Position identification records:
start
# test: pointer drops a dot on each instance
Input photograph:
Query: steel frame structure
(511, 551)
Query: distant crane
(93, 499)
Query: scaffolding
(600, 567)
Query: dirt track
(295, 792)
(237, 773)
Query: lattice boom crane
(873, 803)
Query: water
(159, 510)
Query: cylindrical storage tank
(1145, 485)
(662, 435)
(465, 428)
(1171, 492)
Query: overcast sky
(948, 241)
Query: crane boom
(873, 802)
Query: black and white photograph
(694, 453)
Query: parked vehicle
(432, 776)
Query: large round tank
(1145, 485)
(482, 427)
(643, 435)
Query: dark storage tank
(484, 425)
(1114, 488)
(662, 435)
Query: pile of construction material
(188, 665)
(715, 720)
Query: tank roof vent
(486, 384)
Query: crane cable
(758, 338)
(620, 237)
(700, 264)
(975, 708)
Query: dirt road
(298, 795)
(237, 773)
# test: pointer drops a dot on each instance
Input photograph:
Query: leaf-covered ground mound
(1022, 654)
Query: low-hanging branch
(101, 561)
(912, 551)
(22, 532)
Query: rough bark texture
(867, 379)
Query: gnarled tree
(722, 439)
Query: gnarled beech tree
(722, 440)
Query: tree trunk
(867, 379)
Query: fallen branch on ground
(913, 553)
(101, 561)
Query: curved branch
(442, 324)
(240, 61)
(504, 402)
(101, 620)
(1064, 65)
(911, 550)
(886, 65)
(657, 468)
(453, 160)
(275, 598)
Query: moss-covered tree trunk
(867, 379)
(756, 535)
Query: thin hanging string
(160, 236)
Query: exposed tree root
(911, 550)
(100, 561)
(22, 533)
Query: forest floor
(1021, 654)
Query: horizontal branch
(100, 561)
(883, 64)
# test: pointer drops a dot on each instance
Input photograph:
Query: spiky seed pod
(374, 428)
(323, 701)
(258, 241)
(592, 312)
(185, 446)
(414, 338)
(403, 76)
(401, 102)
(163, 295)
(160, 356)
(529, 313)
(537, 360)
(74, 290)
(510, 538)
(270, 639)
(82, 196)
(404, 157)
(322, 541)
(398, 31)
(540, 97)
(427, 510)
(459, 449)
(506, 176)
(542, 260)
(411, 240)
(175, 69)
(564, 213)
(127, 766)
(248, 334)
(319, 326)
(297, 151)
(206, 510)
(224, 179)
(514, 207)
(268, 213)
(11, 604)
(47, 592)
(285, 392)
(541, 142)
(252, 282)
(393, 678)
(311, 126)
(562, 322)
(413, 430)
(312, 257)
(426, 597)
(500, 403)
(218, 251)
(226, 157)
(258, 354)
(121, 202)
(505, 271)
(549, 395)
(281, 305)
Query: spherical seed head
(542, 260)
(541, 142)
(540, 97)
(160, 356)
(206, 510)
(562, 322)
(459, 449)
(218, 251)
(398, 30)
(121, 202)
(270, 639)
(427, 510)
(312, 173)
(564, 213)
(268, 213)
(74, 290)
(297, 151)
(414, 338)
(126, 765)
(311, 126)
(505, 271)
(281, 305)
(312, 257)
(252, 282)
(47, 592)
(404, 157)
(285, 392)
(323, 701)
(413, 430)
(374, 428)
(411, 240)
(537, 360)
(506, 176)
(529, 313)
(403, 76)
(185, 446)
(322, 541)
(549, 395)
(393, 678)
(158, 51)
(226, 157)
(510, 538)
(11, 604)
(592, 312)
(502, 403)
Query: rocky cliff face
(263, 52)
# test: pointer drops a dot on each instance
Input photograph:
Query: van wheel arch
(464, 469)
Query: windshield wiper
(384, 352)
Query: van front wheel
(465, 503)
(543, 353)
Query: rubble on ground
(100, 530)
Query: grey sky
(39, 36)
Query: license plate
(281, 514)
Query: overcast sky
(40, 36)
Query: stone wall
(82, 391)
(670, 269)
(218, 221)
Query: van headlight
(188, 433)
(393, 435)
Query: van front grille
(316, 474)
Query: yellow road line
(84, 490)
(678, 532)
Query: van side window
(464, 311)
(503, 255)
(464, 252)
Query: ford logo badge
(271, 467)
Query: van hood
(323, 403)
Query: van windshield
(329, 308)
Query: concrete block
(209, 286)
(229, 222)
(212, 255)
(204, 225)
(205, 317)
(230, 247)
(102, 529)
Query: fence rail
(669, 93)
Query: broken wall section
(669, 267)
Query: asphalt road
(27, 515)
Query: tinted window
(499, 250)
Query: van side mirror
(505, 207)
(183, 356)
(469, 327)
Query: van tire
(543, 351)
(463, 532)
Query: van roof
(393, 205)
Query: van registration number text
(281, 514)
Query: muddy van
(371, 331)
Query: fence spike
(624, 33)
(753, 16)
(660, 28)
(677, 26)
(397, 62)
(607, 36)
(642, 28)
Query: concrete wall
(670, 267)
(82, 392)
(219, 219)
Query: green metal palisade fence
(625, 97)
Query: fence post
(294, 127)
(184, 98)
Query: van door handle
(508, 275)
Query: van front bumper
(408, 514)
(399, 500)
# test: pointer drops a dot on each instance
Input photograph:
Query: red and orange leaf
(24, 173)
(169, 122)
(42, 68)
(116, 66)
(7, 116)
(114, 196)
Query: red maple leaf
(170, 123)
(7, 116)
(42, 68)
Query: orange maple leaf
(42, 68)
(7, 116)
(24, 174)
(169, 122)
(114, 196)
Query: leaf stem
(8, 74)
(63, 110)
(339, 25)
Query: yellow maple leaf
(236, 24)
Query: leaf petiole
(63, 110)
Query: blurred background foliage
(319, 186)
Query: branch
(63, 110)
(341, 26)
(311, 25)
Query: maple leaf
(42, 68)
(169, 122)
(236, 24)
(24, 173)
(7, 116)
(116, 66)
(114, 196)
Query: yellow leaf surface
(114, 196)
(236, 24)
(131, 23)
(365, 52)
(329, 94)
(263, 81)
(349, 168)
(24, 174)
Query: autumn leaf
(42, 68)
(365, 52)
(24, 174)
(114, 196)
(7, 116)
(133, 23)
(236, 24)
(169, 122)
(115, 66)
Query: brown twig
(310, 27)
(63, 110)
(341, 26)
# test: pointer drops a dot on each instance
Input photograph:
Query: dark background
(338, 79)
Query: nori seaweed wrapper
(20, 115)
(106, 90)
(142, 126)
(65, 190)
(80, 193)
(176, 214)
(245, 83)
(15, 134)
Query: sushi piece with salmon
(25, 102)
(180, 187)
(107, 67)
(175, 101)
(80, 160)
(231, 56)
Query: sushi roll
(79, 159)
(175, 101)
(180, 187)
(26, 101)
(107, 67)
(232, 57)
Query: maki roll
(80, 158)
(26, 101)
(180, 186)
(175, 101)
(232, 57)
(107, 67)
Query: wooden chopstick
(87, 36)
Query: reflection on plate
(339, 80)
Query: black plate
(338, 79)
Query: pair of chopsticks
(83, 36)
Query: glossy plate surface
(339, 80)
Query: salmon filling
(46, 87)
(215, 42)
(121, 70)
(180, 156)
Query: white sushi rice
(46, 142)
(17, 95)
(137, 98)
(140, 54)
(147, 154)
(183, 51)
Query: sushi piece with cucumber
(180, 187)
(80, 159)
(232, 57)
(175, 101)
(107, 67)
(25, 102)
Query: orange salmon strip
end
■ **TASK DESCRIPTION**
Restate each entry exactly, skipping none.

■ **RESULT**
# test: pointer drops a dot on each instance
Input photograph:
Query: steel frame structure
(511, 551)
Query: distant crane
(93, 499)
Query: scaffolding
(600, 567)
Query: dirt track
(295, 792)
(237, 773)
Query: lattice boom crane
(873, 803)
Query: water
(159, 510)
Query: cylindrical storage tank
(1145, 485)
(662, 435)
(465, 428)
(1171, 492)
Query: overcast sky
(948, 241)
Query: crane boom
(873, 802)
Query: black and white photograph
(694, 453)
Query: parked vehicle
(432, 776)
Query: large round tank
(1145, 485)
(482, 427)
(643, 435)
Query: dark storage tank
(484, 425)
(1114, 488)
(662, 435)
Query: pile of construction material
(188, 665)
(715, 720)
Query: tank roof vent
(486, 384)
Query: crane cable
(758, 338)
(620, 237)
(700, 264)
(975, 708)
Query: dirt road
(298, 795)
(237, 773)
# test: pointer drops a dot on each instance
Input photograph:
Query: leaf-covered ground mound
(1022, 654)
Query: low-hanging branch
(101, 561)
(912, 551)
(22, 532)
Query: rough bark texture
(867, 379)
Query: gnarled tree
(722, 439)
Query: gnarled beech tree
(722, 440)
Query: tree trunk
(867, 379)
Query: fallen branch on ground
(913, 553)
(101, 561)
Query: curved branch
(442, 324)
(240, 61)
(504, 402)
(101, 620)
(1064, 65)
(911, 550)
(886, 65)
(657, 468)
(453, 160)
(275, 598)
Query: moss-covered tree trunk
(867, 379)
(756, 535)
Query: thin hanging string
(160, 236)
Query: exposed tree root
(911, 550)
(100, 561)
(22, 533)
Query: forest floor
(1021, 654)
Query: horizontal branch
(100, 561)
(883, 64)
# test: pointer drops a dot on each instance
Input photograph:
Query: spiky seed pod
(374, 428)
(323, 701)
(258, 241)
(592, 312)
(185, 446)
(414, 338)
(403, 76)
(401, 102)
(163, 295)
(160, 356)
(529, 313)
(537, 360)
(74, 290)
(510, 538)
(270, 639)
(82, 196)
(404, 157)
(322, 541)
(398, 31)
(540, 97)
(427, 510)
(459, 449)
(506, 176)
(542, 260)
(411, 240)
(175, 69)
(564, 213)
(127, 766)
(248, 334)
(319, 326)
(297, 151)
(206, 510)
(224, 179)
(514, 207)
(268, 213)
(11, 604)
(47, 592)
(285, 392)
(541, 142)
(252, 282)
(393, 678)
(311, 126)
(562, 322)
(413, 430)
(312, 257)
(426, 597)
(500, 403)
(218, 251)
(226, 157)
(258, 354)
(121, 202)
(505, 271)
(549, 395)
(281, 305)
Query: spherical seed head
(542, 260)
(541, 142)
(540, 97)
(160, 356)
(206, 510)
(562, 322)
(459, 449)
(218, 251)
(398, 30)
(121, 202)
(270, 639)
(427, 510)
(312, 173)
(564, 213)
(268, 213)
(74, 290)
(297, 151)
(414, 338)
(126, 765)
(311, 126)
(505, 271)
(281, 305)
(312, 257)
(252, 282)
(47, 592)
(404, 157)
(285, 392)
(323, 701)
(413, 430)
(374, 428)
(411, 240)
(537, 360)
(506, 176)
(529, 313)
(403, 76)
(185, 446)
(322, 541)
(549, 395)
(393, 678)
(158, 51)
(226, 157)
(510, 538)
(11, 604)
(592, 312)
(502, 403)
Query: rocky cliff face
(263, 52)
# test: pointer drops a dot on each instance
Input photograph:
Query: van wheel arch
(464, 469)
Query: windshield wiper
(384, 352)
Query: van front wheel
(465, 503)
(543, 353)
Query: rubble on ground
(100, 530)
Query: grey sky
(39, 36)
Query: license plate
(281, 514)
Query: overcast sky
(40, 36)
Query: stone wall
(82, 391)
(670, 269)
(218, 221)
Query: van headlight
(188, 433)
(393, 435)
Query: van front grille
(316, 474)
Query: yellow road line
(84, 490)
(678, 532)
Query: van side window
(464, 311)
(503, 255)
(464, 252)
Query: ford logo badge
(271, 467)
Query: van hood
(323, 403)
Query: van windshield
(329, 308)
Query: concrete block
(209, 286)
(229, 222)
(212, 255)
(204, 225)
(205, 317)
(230, 247)
(102, 529)
Query: fence rail
(669, 93)
Query: broken wall section
(669, 267)
Query: asphalt road
(27, 515)
Query: tinted window
(499, 250)
Query: van side mirror
(505, 207)
(183, 356)
(469, 327)
Query: van tire
(543, 351)
(463, 532)
Query: van roof
(393, 205)
Query: van registration number text
(281, 514)
Query: muddy van
(371, 331)
Query: fence spike
(624, 33)
(753, 16)
(660, 28)
(677, 26)
(397, 62)
(607, 36)
(642, 28)
Query: concrete wall
(670, 267)
(82, 392)
(219, 219)
Query: green metal palisade fence
(625, 97)
Query: fence post
(294, 127)
(184, 98)
Query: van door handle
(508, 275)
Query: van front bumper
(408, 514)
(399, 500)
# test: pointer drops a dot on each instance
Input photograph:
Query: red and orange leaf
(24, 173)
(169, 122)
(42, 68)
(116, 66)
(7, 116)
(114, 196)
Query: red maple leaf
(170, 123)
(7, 116)
(42, 68)
Query: orange maple leaf
(42, 68)
(7, 116)
(24, 174)
(169, 122)
(114, 196)
Query: leaf stem
(8, 74)
(63, 110)
(339, 25)
Query: yellow maple leaf
(236, 24)
Query: leaf petiole
(63, 110)
Query: blurred background foliage
(319, 186)
Query: branch
(63, 110)
(341, 26)
(311, 25)
Query: maple leaf
(42, 68)
(169, 122)
(236, 24)
(24, 173)
(7, 116)
(116, 66)
(114, 196)
Query: yellow leaf surface
(114, 196)
(236, 24)
(131, 23)
(365, 52)
(329, 94)
(263, 81)
(349, 168)
(24, 174)
Query: autumn leaf
(42, 68)
(365, 52)
(24, 174)
(114, 196)
(7, 116)
(133, 23)
(236, 24)
(169, 122)
(115, 66)
Query: brown twig
(310, 27)
(63, 110)
(341, 26)
# test: pointer drops a dot on each instance
Input photograph:
Query: dark background
(338, 79)
Query: nori seaweed wrapper
(20, 115)
(106, 90)
(142, 126)
(65, 190)
(80, 193)
(176, 214)
(245, 83)
(15, 134)
Query: sushi piece with salmon
(25, 102)
(180, 187)
(107, 67)
(175, 101)
(80, 160)
(231, 56)
Query: sushi roll
(79, 159)
(175, 101)
(180, 187)
(26, 101)
(107, 67)
(232, 57)
Query: maki roll
(80, 158)
(26, 101)
(180, 186)
(175, 101)
(232, 57)
(107, 67)
Query: wooden chopstick
(87, 36)
Query: reflection on plate
(339, 80)
Query: black plate
(338, 79)
Query: pair of chopsticks
(83, 36)
Query: glossy plate surface
(339, 80)
Query: salmon filling
(46, 87)
(215, 42)
(121, 70)
(180, 156)
Query: white sushi rice
(46, 142)
(17, 95)
(137, 98)
(140, 54)
(147, 154)
(183, 51)
Query: sushi piece with cucumber
(180, 187)
(80, 159)
(232, 57)
(175, 101)
(107, 67)
(25, 102)
Query: orange salmon strip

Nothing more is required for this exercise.